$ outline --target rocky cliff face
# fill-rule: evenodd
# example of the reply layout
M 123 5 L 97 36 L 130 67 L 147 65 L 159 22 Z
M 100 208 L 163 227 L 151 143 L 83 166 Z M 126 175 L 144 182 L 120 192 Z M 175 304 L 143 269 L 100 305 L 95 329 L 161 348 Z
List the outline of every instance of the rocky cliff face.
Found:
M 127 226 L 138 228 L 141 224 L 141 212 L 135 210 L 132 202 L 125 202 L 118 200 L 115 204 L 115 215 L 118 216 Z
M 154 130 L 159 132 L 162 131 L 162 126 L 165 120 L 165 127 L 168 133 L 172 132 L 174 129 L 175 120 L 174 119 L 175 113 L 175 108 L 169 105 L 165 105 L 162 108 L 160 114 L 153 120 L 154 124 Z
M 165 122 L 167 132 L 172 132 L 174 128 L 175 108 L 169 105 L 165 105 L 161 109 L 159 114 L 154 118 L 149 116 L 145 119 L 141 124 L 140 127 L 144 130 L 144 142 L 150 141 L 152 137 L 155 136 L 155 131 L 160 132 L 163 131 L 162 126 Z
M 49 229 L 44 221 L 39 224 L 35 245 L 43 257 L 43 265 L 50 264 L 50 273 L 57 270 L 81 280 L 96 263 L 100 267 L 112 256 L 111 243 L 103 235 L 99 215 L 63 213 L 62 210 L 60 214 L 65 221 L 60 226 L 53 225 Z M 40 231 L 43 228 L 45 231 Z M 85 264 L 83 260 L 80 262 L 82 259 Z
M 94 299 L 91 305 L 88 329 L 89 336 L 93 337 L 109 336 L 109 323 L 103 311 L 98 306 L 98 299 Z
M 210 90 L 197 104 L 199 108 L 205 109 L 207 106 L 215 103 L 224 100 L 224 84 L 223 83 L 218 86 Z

TO BE DONE ▸ Repeat every line above word for word, keeping the same order and leaving nothing out.

RESULT OF THE EXERCISE ▸
$ outline --target rocky cliff face
# fill-rule: evenodd
# example of the reply layout
M 123 5 L 97 36 L 130 67 L 147 65 L 159 22 Z
M 100 208 L 163 227 L 151 143 L 83 166 Z M 126 175 L 144 182 L 120 192 Z M 175 304 L 143 269 L 100 305 L 95 329 L 161 348 Z
List the outline of every instance of the rocky cliff face.
Found:
M 127 226 L 138 228 L 141 224 L 141 212 L 135 210 L 132 202 L 125 202 L 118 200 L 115 204 L 115 215 L 118 216 Z
M 154 130 L 159 132 L 162 131 L 162 126 L 165 120 L 165 127 L 168 133 L 172 132 L 174 129 L 175 120 L 174 119 L 175 113 L 175 108 L 169 105 L 165 105 L 162 108 L 160 114 L 153 120 L 154 124 Z
M 165 122 L 167 132 L 172 132 L 174 128 L 175 108 L 169 105 L 165 105 L 161 109 L 159 114 L 154 118 L 149 116 L 145 119 L 141 124 L 140 127 L 144 130 L 144 142 L 150 141 L 152 137 L 155 136 L 155 131 L 160 132 L 163 131 L 162 126 Z
M 49 229 L 44 221 L 39 224 L 35 245 L 43 257 L 43 265 L 50 264 L 50 273 L 57 270 L 81 280 L 96 263 L 100 267 L 112 256 L 111 243 L 103 235 L 99 215 L 63 213 L 62 210 L 60 214 L 65 221 L 60 226 L 53 225 Z M 40 231 L 43 228 L 45 231 Z M 85 264 L 83 260 L 80 262 L 82 259 Z
M 94 299 L 91 305 L 88 329 L 89 336 L 93 337 L 109 336 L 109 323 L 103 311 L 98 306 L 98 299 Z
M 210 90 L 197 104 L 199 108 L 205 109 L 207 106 L 215 103 L 224 100 L 224 84 L 223 83 L 218 86 Z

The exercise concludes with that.